What to produce. In the records below, set down word for word the lines from the one containing "the eyebrow, given" through the one containing "[[470, 272]]", including both of those lines.

Provided data.
***
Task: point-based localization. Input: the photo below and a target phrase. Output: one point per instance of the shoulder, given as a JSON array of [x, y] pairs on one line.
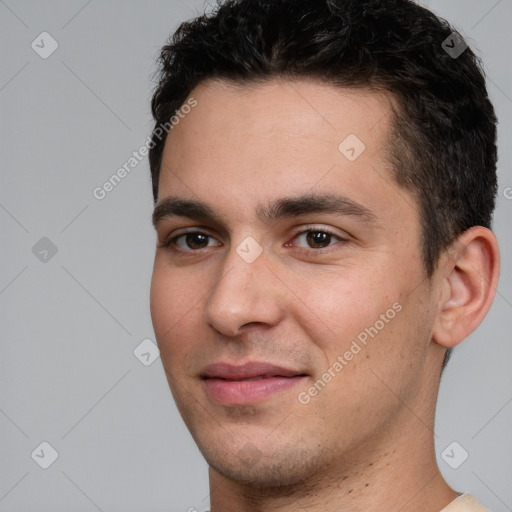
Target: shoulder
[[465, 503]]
***
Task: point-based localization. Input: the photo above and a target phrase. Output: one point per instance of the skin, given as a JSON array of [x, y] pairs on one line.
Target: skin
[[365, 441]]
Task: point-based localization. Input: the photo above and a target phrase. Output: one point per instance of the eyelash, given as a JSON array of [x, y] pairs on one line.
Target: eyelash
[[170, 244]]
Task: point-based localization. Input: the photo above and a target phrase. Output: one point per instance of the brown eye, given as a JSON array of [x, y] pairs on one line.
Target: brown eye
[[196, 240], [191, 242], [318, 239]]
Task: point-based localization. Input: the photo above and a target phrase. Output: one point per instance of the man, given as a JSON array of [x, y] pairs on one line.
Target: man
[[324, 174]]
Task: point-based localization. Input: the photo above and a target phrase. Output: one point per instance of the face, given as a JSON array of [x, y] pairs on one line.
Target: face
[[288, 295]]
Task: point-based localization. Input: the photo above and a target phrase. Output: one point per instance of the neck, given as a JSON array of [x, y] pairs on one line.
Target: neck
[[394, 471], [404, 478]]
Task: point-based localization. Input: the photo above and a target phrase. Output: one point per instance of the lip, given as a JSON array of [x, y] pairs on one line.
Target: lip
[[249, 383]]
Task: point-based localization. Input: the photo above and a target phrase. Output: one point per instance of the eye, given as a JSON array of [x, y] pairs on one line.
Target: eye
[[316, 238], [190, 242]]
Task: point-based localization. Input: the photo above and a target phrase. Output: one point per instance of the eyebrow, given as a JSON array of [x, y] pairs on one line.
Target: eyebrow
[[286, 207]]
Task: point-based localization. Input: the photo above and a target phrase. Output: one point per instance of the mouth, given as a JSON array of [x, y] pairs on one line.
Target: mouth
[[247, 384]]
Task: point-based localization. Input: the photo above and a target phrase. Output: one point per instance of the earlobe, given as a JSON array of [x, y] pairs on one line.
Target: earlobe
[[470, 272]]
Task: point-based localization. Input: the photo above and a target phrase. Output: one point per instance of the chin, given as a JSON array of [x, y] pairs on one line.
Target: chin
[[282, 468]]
***
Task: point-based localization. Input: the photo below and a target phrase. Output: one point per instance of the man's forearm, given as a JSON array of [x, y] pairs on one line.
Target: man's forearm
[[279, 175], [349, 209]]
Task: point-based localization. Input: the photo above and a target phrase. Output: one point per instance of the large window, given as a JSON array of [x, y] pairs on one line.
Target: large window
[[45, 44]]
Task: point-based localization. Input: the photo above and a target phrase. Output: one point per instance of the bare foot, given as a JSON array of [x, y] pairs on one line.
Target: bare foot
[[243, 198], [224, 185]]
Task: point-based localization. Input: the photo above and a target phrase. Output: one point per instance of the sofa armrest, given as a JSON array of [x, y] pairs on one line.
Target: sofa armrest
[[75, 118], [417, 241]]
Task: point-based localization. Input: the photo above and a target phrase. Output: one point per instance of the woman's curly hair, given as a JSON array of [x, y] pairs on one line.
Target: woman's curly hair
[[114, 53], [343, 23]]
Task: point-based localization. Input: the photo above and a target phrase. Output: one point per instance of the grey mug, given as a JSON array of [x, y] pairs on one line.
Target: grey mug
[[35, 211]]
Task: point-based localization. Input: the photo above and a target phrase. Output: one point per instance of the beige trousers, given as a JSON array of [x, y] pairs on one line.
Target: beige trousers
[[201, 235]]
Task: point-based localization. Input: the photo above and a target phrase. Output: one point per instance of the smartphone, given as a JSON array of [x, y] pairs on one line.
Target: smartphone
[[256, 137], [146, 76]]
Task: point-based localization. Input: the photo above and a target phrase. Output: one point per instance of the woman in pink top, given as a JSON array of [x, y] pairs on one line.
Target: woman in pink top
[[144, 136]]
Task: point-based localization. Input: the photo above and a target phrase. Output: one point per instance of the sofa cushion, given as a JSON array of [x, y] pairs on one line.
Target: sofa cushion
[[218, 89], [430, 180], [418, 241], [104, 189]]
***
Finished answer.
Task: point-based localization. Input: the photo above and a target phrase. Output: one point per instance of the eyebrow, given as a JSON array of [x, y] pairs on one line.
Target: eyebrow
[[286, 207]]
Task: point-based localization. Input: the photo above and a target phrase. Output: one point per instance of the mouth, given as a JSON array of [x, y] pairs on one line.
Target: mouth
[[247, 384]]
Task: point-based localization. Input: the photo above and a target phrase. Output: one point per instance of the earlobe, given as a JSON array of [x, y] pairs on one line.
Target: earlobe
[[470, 272]]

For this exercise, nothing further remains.